State whether each statement below agrees with the Fashion-MNIST text, answering yes or no and quoting the deciding words of the text: (a) The Evaluation package draws the history values of the models as graphs. (b) The flexibility of the chosen API matters for this assignment. (c) The Data package ingests the input data.

— PAGE —
□ □ □ □

In order to have useful abstractions, we have created the following *Python* packages:

- Data: implements the functions for ingesting the input data (Fashion-MNIST images and classes)

- Model: implements the classes and functions for constructing *MLP*s and *CNN*s

- Evaluation: helper methods to evaluate the performance of the models

- Visualization: implements all functions for drawing dataset images, classes distributions and *TensorFlow* history object values (*loss*, *val_loss*, *accuracy*, *val_accuracy* etc.) as graphs

Note that we will be using the *TensorFlow functional API* to build our models, the reason being that it is more flexible for constructing neural network architectures. This flexibility is a non-issue for this assignment, however the knowledge obtained may prove valuable in the future.

## Data ingestion

Initial dimensions of ingested data are as follows:

| Dataset   | Value        	|
|---------	|--------------	|
| X_train 	| (60000, 784) 	|
| y_train 	| (60000,)     	|
| X_test   	| (10000, 784)  |
| y_test   	| (10000,)  	|

We observe that there exist $60000$ training examples and $10000$ test examples. The data features are rolled-out in arrays of shape $28 \times 28 = 784$, $28 \times 28$ being the dimensions of input images.

## Data augmentation

Non-applicable for the scope of thios assignment, as volume of examples seem to be adequate for the task.

□ □ □ □

— RECORD EXTRACTS —
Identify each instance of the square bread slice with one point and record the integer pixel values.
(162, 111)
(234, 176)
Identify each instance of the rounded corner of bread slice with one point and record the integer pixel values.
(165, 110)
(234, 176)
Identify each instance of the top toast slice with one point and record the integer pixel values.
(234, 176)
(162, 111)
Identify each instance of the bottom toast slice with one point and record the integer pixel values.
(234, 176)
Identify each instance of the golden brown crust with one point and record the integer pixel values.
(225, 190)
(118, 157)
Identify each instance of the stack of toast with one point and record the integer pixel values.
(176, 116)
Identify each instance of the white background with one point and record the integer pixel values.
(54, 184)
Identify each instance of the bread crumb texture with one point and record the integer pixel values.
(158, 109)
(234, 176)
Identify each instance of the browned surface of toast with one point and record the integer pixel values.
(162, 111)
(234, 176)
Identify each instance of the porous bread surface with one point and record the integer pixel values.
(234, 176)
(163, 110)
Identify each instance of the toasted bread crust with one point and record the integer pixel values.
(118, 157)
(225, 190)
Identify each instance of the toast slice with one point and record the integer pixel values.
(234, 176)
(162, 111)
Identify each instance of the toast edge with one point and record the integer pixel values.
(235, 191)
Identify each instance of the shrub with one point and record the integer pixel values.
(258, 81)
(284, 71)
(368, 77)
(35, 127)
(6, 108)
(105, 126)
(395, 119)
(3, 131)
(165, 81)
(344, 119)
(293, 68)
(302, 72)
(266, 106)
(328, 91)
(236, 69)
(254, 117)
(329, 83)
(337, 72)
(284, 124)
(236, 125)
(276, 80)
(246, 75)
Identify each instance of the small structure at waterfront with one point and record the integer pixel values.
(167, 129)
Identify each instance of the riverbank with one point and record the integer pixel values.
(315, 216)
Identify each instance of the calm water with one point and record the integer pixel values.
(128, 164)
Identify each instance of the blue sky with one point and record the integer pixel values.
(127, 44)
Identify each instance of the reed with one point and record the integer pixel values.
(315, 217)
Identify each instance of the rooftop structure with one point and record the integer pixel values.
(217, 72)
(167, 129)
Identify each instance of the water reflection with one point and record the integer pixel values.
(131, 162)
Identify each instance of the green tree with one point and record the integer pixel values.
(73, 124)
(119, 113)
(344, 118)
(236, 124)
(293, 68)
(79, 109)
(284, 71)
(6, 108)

□ □ □ □

— ANSWER TO THE TASK —
(a) No: "implements all functions for drawing dataset images, classes distributions and"
(b) No: "This flexibility is a non-issue for this assignment"
(c) Yes: "implements the functions for ingesting the input data"